>>>>

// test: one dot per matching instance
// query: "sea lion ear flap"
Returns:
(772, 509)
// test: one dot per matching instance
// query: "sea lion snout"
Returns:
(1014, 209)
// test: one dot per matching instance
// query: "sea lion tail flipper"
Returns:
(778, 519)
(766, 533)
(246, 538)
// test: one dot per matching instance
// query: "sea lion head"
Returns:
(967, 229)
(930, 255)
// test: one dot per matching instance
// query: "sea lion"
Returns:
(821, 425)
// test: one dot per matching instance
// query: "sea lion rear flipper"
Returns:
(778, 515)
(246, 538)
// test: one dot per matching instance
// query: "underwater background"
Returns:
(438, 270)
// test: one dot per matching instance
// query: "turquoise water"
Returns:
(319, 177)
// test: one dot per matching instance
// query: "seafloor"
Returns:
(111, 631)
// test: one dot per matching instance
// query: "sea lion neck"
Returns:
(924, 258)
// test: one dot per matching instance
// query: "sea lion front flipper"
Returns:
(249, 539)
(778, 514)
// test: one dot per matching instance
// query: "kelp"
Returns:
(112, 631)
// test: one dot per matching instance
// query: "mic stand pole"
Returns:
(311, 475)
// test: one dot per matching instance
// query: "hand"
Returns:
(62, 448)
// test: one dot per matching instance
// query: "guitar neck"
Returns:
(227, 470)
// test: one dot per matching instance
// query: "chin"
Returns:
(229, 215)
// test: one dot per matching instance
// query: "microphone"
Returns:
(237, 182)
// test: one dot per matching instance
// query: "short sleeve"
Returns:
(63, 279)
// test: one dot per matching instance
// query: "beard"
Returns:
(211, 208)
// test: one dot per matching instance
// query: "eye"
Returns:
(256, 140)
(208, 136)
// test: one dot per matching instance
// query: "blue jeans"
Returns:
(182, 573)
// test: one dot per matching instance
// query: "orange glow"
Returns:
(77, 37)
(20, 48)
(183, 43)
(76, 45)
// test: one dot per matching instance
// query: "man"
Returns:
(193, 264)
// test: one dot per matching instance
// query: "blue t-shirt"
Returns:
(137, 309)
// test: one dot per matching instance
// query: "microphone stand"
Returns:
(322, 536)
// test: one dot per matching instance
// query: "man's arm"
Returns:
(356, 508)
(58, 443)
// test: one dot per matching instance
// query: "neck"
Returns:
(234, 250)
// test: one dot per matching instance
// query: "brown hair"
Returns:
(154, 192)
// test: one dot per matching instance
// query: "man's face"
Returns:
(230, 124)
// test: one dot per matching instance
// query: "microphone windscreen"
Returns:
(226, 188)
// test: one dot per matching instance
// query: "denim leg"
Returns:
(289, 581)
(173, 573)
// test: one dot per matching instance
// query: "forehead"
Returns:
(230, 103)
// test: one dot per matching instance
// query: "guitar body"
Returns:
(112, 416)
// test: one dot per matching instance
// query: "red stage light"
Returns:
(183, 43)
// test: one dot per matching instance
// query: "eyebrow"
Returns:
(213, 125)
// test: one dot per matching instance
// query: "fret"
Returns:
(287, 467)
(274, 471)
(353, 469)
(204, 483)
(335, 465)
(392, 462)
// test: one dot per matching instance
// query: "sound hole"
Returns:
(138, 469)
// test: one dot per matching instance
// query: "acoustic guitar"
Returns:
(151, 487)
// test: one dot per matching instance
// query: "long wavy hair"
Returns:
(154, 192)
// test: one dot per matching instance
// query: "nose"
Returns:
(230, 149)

<<<<

If a line above contains the word "microphone", list it.

// query: "microphone"
// query: "microphone stand"
// query: "microphone windscreen"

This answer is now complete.